How Disney Effects Female Body Image

How Disney Effects Female Body Image

Everybody wants to be like their favorite princess, but what does it mean when that desire is unobtainable?

I can't remember a time when Disney wasn't part of my life. Like me, generations of kids worldwide have grown up in its presence. Whether it's the classics, the TV shows and cartoons, or rushing to the movies to see the latest lovable tale, Disney is a household name that carries weight with countless.

That weight lies in its beloved characters; Disney gives its audience people to aspire to. I've always looked up to Cinderella, who's kind and humble, and Belle, who's smart and unafraid to be different. I've grown up wanting to be adventurous like Rapunzel and independent like Tiana; Pocahontas and Jasmine urged me to stand up for myself, while Mulan showed me I can do anything (with a little effort and a new haircut). Disney uses this wide of array of personalities to preach acceptance and give girls role models.

While each princess is unique and represents different traits, there's one thing these heroines and damsels share - body image.

**Data excerpts**
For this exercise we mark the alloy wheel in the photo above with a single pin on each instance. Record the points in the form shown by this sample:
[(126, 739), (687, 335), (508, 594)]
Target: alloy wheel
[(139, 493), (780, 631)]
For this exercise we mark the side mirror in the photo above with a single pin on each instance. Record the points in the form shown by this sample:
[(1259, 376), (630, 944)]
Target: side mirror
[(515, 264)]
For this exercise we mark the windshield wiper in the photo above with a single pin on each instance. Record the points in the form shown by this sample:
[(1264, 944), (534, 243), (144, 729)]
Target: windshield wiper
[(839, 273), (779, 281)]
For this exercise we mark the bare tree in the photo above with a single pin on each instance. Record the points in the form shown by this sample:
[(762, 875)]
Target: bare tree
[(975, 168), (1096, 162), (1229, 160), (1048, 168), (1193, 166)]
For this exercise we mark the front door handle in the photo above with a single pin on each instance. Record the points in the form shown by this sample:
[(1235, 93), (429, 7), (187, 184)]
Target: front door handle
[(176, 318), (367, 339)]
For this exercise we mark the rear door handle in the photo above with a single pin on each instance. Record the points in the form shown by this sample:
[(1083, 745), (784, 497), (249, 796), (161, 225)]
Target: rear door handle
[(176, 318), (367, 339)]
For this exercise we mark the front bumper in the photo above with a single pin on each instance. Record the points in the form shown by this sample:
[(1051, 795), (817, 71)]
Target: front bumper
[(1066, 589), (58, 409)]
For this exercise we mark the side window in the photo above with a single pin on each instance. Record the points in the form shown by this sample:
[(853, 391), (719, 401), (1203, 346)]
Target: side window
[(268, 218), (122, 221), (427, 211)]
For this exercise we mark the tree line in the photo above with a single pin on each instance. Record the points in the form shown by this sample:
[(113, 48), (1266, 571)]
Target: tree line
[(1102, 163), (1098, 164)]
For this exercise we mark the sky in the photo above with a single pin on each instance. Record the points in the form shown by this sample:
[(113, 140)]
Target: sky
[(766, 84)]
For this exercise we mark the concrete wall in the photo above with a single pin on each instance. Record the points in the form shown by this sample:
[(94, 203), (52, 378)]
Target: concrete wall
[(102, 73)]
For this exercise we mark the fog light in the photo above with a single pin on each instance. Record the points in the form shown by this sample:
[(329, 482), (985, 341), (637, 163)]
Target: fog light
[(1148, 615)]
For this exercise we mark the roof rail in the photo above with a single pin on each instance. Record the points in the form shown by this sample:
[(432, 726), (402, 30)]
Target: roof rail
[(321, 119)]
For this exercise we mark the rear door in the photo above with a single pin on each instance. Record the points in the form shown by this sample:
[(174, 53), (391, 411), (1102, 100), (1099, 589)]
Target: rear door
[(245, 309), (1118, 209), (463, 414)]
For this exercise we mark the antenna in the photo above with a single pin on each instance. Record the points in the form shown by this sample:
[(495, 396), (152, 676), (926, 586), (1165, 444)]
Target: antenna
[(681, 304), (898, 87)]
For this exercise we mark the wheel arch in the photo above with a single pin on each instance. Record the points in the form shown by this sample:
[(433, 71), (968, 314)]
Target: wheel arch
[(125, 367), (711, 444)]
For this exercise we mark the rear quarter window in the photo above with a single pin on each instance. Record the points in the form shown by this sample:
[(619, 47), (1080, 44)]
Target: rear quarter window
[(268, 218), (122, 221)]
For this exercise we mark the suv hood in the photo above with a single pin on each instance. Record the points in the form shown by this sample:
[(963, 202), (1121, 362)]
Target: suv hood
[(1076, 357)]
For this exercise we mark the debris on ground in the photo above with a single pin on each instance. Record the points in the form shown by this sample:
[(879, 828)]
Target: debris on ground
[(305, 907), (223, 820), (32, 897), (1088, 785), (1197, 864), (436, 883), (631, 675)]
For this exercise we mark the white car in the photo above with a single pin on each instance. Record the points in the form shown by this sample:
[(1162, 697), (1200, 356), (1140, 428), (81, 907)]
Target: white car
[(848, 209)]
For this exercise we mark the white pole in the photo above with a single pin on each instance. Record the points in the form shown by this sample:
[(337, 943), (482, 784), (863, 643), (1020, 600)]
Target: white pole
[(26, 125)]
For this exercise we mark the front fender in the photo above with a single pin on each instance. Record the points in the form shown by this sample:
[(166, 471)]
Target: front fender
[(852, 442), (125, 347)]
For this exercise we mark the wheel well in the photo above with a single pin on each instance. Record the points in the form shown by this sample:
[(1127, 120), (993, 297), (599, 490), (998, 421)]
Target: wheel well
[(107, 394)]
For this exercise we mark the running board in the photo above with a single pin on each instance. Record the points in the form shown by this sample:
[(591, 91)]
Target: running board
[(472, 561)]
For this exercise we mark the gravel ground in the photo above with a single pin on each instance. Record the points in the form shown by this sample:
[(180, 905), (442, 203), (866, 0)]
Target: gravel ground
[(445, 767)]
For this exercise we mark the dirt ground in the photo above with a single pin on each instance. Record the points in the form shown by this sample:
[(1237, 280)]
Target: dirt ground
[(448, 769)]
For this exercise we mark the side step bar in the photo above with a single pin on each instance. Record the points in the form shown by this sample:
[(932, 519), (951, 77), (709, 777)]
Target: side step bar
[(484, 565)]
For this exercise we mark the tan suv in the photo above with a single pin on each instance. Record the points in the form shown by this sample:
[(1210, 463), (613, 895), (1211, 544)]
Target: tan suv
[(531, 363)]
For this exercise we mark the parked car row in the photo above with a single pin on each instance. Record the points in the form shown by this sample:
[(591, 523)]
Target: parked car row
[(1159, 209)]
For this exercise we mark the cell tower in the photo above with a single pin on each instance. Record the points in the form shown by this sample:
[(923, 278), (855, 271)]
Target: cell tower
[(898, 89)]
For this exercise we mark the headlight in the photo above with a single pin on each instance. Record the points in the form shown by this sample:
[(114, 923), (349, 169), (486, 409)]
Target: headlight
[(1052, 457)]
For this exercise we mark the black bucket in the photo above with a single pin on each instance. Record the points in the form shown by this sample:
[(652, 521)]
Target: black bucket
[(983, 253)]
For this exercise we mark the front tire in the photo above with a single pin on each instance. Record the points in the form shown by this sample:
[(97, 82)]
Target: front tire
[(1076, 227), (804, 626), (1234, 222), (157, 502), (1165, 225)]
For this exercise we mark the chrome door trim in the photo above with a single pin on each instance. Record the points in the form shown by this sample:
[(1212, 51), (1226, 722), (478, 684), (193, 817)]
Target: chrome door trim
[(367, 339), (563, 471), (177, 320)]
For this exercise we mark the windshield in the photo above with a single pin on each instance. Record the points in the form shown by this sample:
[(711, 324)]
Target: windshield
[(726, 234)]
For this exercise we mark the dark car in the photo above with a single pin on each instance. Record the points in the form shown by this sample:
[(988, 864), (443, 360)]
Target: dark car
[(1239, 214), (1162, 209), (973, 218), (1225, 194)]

**Tasks to complete**
[a] For the passage on Disney and body image, does each statement agree with the text? Answer yes or no for each, quoting the deciding words. (i) The writer has always looked up to Belle for being smart and unafraid to be different. (ii) The passage names Mulan as the princess who encouraged standing up for oneself. (iii) The passage says the heroines and damsels share body image.
[b] Duplicate the stretch from "That weight lies" through "girls role models." in the passage on Disney and body image.

**Responses by task**
[a]
(i) Yes: "Belle, who's smart and unafraid to be different"
(ii) No: "Pocahontas and Jasmine urged me to stand up for myself, while Mulan showed me I can do anything"
(iii) Yes: "there's one thing these heroines and damsels share - body image."

[b]
That weight lies in its beloved characters; Disney gives its audience people to aspire to. I've always looked up to Cinderella, who's kind and humble, and Belle, who's smart and unafraid to be different. I've grown up wanting to be adventurous like Rapunzel and independent like Tiana; Pocahontas and Jasmine urged me to stand up for myself, while Mulan showed me I can do anything (with a little effort and a new haircut). Disney uses this wide of array of personalities to preach acceptance and give girls role models.